* Required tasks *
A: Return the passage of the legal-writing blog post from "Exercise 3 - Basic" to "my grammatical errors.", copied word for word.
B: Write the next part of the legal-writing blog post, picking up right after its final sentence.

Showing posts with label Legal Writing in Plain English - Basic. Show all posts
Showing posts with label Legal Writing in Plain English - Basic. Show all posts

Saturday, January 3, 2009

Just start at the beginning

The thing I love about Legal Writing in Plain English is that it makes me feel less stupid. The author argues that writing is a difficult craft, and most lawyers are amateurs. When you take a bunch of amateurs and shove them into a text-rich environment with no real guidance, you get a lot of schlock. Legal documents are poorly organized and long-winded. What's worse is that they're littered with big BS words to hide the fact that they are schlock.

So when I try to read a case file and get nowhere, I have a handy excuse ready: "This guy sucks at writing."

Exercise 3 - Basic
Today I did an exercise in sequencing ideas. Garner's advice is to put items in chronological order. You might think starting at the beginning and moving forward is obvious, but many attorneys haven't figured it out yet. Why should a legal document summarize facts backwards (Memento), one concept at a time (Pulp Fiction), or Abrams-style (Lost)? Combining poor sequencing with the schlock-effect makes some of this stuff unreadable.

Anyway, I'll post my assignment to comments. Feel free to skip it since it will be totally out of context without the Legal Writing book. Or, give it a gander and point out all my grammatical errors.

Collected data
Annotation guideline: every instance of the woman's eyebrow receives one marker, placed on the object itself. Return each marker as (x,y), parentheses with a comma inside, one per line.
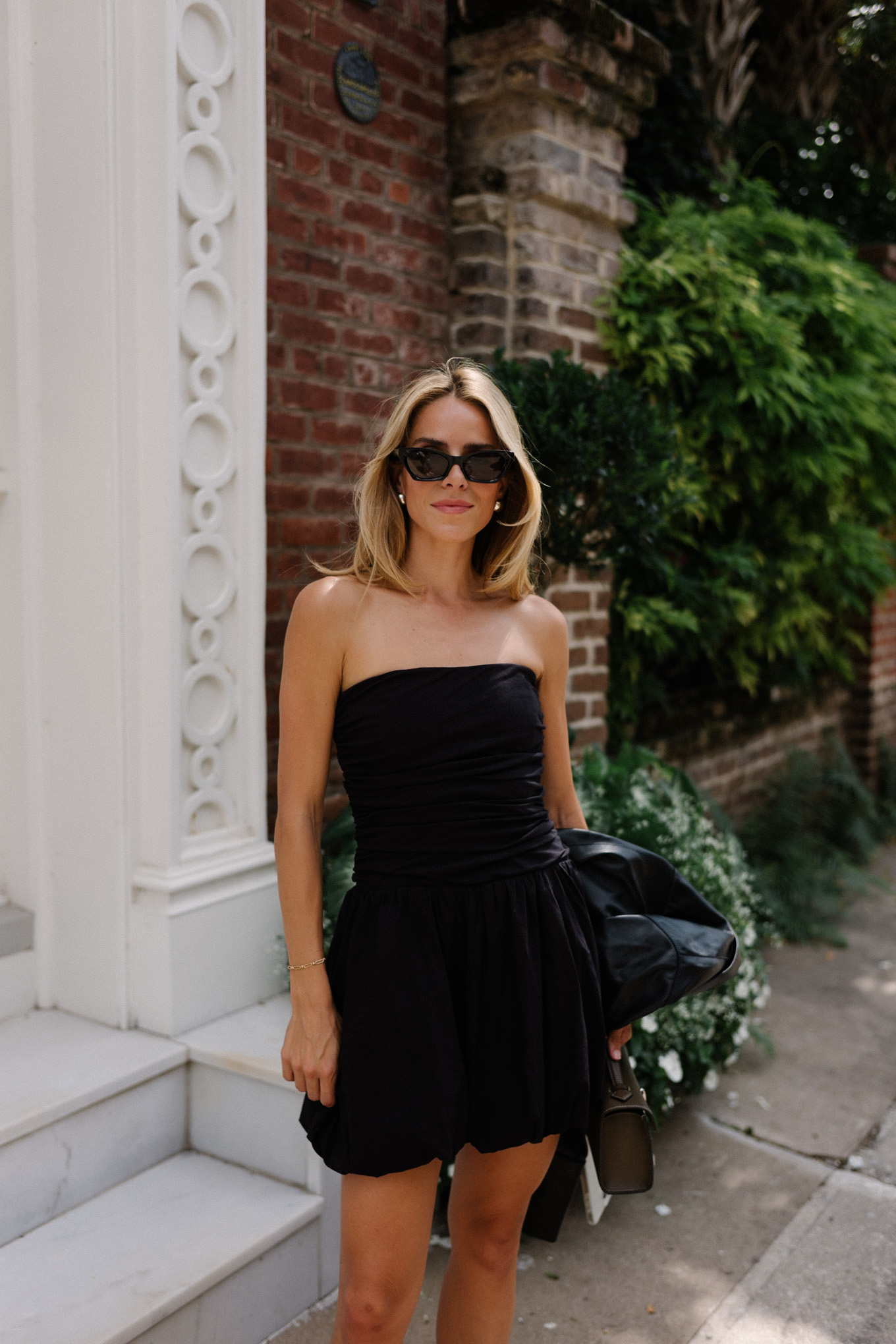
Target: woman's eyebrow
(438,443)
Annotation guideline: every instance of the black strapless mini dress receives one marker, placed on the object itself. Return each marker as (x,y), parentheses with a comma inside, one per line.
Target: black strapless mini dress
(462,963)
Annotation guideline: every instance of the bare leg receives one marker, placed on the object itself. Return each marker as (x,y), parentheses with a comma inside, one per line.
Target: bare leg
(490,1198)
(385,1241)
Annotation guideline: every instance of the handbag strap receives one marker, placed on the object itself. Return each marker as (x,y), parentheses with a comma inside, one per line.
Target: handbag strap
(623,1093)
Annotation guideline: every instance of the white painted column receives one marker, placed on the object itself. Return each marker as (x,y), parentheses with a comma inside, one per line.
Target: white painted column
(144,366)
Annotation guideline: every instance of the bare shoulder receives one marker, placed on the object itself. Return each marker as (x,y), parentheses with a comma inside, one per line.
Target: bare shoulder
(543,620)
(323,613)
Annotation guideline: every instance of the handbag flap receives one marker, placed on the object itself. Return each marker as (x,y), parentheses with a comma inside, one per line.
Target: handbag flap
(658,937)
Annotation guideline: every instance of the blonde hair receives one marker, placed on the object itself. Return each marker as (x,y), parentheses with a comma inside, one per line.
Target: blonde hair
(503,550)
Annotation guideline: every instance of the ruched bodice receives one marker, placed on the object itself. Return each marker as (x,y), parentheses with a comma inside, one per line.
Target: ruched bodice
(443,771)
(462,964)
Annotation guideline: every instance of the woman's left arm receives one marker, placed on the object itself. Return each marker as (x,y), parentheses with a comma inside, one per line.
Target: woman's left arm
(561,797)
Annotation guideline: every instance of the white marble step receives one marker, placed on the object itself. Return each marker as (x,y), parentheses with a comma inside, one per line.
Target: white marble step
(82,1106)
(191,1252)
(242,1109)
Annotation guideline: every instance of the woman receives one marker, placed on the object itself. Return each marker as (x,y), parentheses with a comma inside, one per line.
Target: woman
(457,1014)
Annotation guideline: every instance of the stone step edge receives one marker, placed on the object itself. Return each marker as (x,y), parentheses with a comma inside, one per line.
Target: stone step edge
(312,1207)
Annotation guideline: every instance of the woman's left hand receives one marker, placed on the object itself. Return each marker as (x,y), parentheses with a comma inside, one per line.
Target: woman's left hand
(617,1040)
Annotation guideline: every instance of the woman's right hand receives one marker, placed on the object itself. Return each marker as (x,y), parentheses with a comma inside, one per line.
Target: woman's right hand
(309,1055)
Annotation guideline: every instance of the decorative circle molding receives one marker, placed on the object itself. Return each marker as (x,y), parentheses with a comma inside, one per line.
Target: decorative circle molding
(204,178)
(209,731)
(204,37)
(222,569)
(208,322)
(209,459)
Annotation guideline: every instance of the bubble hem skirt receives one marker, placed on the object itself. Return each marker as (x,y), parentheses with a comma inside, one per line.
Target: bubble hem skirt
(470,1014)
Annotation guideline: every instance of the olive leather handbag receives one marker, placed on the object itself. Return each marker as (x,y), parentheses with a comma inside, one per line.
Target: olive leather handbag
(659,941)
(621,1134)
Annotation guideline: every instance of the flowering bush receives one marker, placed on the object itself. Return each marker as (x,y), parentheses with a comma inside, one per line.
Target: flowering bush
(640,798)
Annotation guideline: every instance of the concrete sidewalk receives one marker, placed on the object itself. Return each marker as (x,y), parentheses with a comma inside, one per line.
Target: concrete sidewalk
(779,1187)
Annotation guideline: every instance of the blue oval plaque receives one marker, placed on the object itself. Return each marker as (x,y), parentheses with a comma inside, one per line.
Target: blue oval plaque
(358,82)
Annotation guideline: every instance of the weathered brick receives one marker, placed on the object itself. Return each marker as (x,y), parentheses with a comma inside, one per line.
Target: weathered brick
(370,183)
(291,14)
(578,318)
(372,343)
(341,303)
(304,194)
(336,433)
(309,397)
(411,101)
(309,264)
(280,496)
(590,682)
(480,275)
(422,230)
(571,601)
(331,499)
(372,151)
(339,173)
(301,461)
(309,531)
(293,292)
(368,215)
(370,281)
(343,240)
(363,404)
(280,425)
(308,329)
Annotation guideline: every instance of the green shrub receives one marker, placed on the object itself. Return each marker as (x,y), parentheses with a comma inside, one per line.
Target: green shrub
(615,488)
(640,798)
(808,841)
(774,352)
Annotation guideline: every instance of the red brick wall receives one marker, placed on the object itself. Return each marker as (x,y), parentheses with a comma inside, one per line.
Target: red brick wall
(872,710)
(735,768)
(358,265)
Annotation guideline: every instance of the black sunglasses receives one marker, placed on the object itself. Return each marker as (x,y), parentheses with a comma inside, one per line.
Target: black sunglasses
(486,465)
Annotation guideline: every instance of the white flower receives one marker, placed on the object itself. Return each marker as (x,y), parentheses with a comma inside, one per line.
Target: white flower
(671,1065)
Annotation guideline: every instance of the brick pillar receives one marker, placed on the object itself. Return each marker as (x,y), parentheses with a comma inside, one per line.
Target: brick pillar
(586,603)
(872,712)
(540,108)
(358,275)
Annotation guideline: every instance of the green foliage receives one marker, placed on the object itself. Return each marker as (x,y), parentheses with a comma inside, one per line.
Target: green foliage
(809,839)
(837,167)
(640,798)
(601,452)
(821,173)
(777,354)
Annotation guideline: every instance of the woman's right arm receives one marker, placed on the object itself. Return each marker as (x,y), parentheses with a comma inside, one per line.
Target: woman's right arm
(309,687)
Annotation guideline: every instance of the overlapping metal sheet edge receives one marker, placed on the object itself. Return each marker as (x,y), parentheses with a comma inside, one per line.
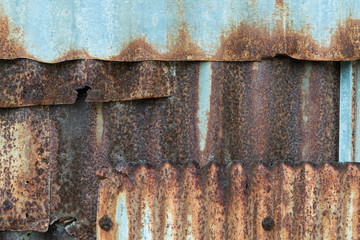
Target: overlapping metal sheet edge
(269,110)
(28,82)
(283,201)
(231,30)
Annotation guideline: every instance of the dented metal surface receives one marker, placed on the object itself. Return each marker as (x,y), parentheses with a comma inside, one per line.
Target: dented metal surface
(231,30)
(273,110)
(27,82)
(284,201)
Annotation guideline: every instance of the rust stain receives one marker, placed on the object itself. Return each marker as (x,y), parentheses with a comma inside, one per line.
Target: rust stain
(137,50)
(286,201)
(27,82)
(9,48)
(24,168)
(88,141)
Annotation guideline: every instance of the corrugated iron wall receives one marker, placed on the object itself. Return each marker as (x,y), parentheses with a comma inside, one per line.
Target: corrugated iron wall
(178,119)
(273,110)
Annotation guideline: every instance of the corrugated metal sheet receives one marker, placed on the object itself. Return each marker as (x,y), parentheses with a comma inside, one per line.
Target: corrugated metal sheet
(281,109)
(285,201)
(27,82)
(53,31)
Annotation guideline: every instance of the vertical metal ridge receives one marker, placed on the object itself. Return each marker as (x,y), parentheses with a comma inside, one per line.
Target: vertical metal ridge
(296,201)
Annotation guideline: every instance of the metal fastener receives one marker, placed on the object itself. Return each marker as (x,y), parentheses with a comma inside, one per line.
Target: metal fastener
(106,223)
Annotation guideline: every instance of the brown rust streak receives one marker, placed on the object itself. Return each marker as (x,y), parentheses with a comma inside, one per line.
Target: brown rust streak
(9,48)
(299,198)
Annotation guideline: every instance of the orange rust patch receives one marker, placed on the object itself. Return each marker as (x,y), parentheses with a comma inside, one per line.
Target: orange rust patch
(9,48)
(137,50)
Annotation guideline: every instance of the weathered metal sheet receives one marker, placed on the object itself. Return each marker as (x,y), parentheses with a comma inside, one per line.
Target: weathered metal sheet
(349,144)
(269,110)
(281,109)
(24,169)
(27,82)
(231,30)
(285,201)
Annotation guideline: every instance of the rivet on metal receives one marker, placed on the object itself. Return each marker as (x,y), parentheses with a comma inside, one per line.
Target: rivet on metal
(268,223)
(106,223)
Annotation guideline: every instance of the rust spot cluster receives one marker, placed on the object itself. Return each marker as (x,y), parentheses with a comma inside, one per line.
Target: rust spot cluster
(256,201)
(270,111)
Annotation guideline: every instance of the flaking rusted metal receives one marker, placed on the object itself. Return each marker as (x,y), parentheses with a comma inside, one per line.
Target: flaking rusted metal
(179,30)
(299,200)
(27,82)
(217,112)
(24,169)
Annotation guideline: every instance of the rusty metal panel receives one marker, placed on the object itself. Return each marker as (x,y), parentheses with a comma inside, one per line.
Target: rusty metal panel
(27,82)
(24,169)
(284,201)
(231,30)
(280,109)
(269,110)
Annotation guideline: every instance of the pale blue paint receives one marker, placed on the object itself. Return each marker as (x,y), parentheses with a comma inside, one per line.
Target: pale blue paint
(104,28)
(204,102)
(357,127)
(345,112)
(146,224)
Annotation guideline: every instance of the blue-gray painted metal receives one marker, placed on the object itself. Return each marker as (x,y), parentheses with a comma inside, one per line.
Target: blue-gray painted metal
(349,143)
(47,30)
(345,112)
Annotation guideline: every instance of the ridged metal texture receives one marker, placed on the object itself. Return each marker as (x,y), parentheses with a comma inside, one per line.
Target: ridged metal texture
(272,110)
(26,82)
(285,201)
(231,30)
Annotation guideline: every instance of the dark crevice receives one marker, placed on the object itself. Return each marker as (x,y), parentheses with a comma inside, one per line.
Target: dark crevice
(82,94)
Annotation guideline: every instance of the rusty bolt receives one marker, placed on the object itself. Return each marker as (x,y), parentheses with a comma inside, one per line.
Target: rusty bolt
(105,223)
(268,223)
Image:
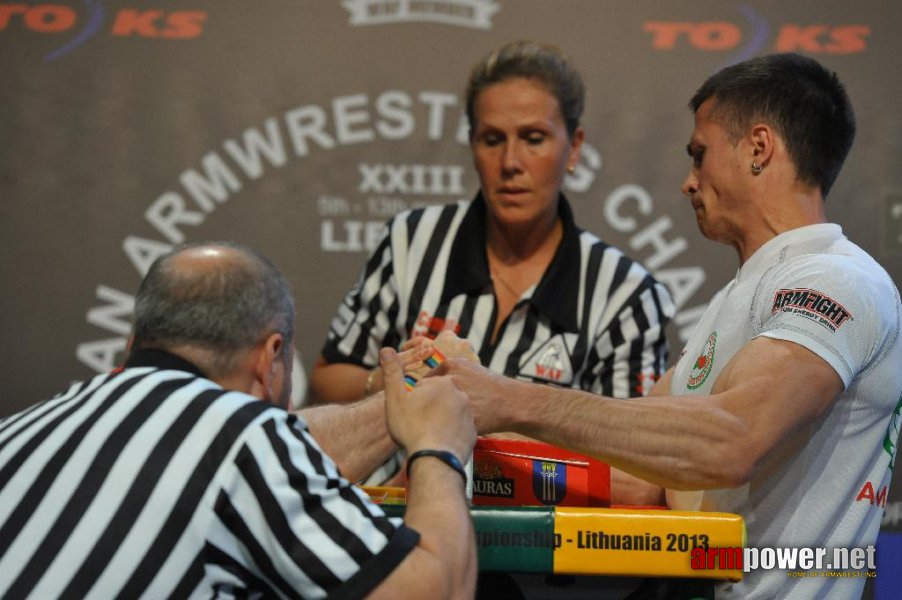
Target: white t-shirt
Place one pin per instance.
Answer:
(825, 485)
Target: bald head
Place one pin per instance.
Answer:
(221, 298)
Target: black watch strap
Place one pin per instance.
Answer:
(443, 455)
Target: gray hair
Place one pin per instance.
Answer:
(223, 310)
(530, 60)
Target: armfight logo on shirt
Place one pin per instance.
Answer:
(812, 304)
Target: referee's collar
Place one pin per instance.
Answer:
(557, 293)
(160, 359)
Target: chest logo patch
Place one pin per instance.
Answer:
(551, 363)
(703, 364)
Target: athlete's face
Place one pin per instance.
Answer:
(521, 150)
(715, 184)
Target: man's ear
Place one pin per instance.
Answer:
(269, 354)
(763, 140)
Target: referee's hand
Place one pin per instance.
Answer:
(434, 415)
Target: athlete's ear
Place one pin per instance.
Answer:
(762, 139)
(269, 358)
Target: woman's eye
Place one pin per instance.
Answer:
(697, 157)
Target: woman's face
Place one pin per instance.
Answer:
(521, 150)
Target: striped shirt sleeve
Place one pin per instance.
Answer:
(288, 519)
(631, 351)
(363, 322)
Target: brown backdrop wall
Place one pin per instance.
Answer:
(300, 126)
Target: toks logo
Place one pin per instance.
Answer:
(790, 37)
(126, 22)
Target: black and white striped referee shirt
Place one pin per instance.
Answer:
(156, 482)
(595, 321)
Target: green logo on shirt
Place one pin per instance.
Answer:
(703, 364)
(892, 434)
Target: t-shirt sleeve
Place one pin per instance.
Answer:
(293, 522)
(831, 305)
(362, 321)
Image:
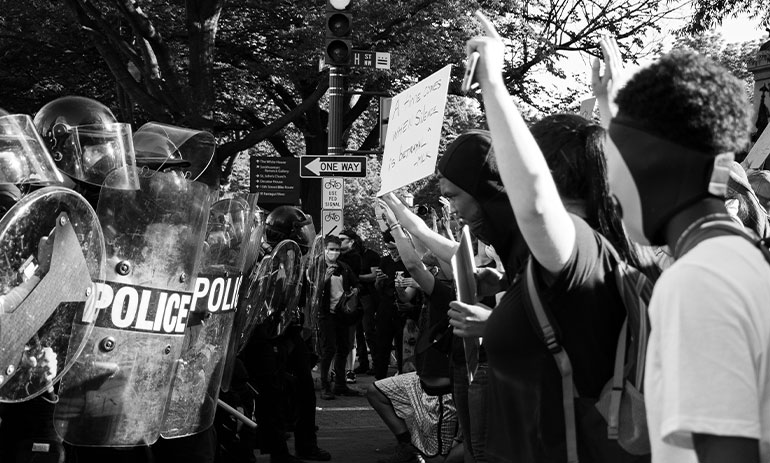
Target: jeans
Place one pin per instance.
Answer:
(471, 403)
(335, 345)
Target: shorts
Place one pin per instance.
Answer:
(431, 420)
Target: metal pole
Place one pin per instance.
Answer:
(336, 95)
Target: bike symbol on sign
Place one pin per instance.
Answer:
(332, 217)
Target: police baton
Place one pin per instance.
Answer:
(240, 416)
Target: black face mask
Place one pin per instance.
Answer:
(466, 163)
(653, 179)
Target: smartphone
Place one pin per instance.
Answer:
(470, 70)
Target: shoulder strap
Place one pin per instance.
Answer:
(722, 228)
(562, 360)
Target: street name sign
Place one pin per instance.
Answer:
(332, 166)
(370, 59)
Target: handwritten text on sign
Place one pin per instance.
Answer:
(414, 131)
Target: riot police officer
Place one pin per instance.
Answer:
(279, 362)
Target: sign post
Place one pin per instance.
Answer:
(332, 166)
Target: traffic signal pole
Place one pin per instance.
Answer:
(336, 101)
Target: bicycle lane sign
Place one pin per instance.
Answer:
(331, 221)
(332, 193)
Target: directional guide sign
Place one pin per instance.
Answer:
(332, 166)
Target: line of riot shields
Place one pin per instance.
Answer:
(134, 308)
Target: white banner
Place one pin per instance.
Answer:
(414, 131)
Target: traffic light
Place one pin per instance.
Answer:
(339, 25)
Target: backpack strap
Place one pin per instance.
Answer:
(563, 363)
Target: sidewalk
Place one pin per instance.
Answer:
(349, 428)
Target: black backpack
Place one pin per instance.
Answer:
(614, 428)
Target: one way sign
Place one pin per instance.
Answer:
(332, 166)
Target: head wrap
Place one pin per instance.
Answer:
(469, 163)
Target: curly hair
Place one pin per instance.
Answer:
(688, 99)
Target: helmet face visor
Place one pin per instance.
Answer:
(162, 147)
(90, 152)
(23, 157)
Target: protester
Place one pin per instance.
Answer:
(340, 279)
(418, 407)
(555, 180)
(706, 383)
(364, 329)
(389, 323)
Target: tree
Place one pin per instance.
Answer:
(707, 14)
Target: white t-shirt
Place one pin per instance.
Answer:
(709, 351)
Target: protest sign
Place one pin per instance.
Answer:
(414, 131)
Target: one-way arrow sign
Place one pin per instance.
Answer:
(332, 166)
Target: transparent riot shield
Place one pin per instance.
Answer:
(163, 146)
(244, 316)
(277, 300)
(195, 389)
(23, 157)
(315, 265)
(52, 250)
(254, 293)
(115, 394)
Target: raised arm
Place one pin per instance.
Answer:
(541, 216)
(442, 247)
(605, 86)
(409, 256)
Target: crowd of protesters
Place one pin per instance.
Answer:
(561, 212)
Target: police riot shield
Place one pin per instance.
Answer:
(277, 300)
(115, 394)
(195, 389)
(162, 146)
(23, 157)
(52, 250)
(315, 264)
(244, 316)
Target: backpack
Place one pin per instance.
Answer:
(614, 428)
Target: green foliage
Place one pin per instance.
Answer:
(708, 14)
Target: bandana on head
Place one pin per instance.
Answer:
(654, 179)
(466, 164)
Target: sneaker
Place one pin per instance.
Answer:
(347, 391)
(315, 454)
(285, 459)
(404, 454)
(361, 369)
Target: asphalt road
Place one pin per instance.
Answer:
(350, 429)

* Results *
A:
Exercise 3 - Basic
Today I did an exercise in sequencing ideas. Garner's advice is to put items in chronological order. You might think starting at the beginning and moving forward is obvious, but many attorneys haven't figured it out yet. Why should a legal document summarize facts backwards (Memento), one concept at a time (Pulp Fiction), or Abrams-style (Lost)? Combining poor sequencing with the schlock-effect makes some of this stuff unreadable.

Anyway, I'll post my assignment to comments. Feel free to skip it since it will be totally out of context without the Legal Writing book. Or, give it a gander and point out all my grammatical errors.

B:
Tuesday, December 23, 2008

Excercise 1, Basic

Serrano-Moran v. Grau-Gaztambide, No. 99-1513

Facts
Rufino Serrano-Rosado was beaten by four police officers and died in the hospital less than two weeks later. The victim's parents sued the police in federal court. They also sued Dr. Grau-Gaztambide and the hospital for malpractice resulting in death. The malpractice defendants argued that the cases should be tried separately. Plaintiffs argued that they must be tried together because the two defendants would simply blame one another for Serrano-Moran's death.

Questions
1. Should these cases be tried separately?

Holding
1. Yes

Reasoning
The facts relevant to the two cases are completely separate. Jurisdiction cannot be determined based on possible arguments the defense could make.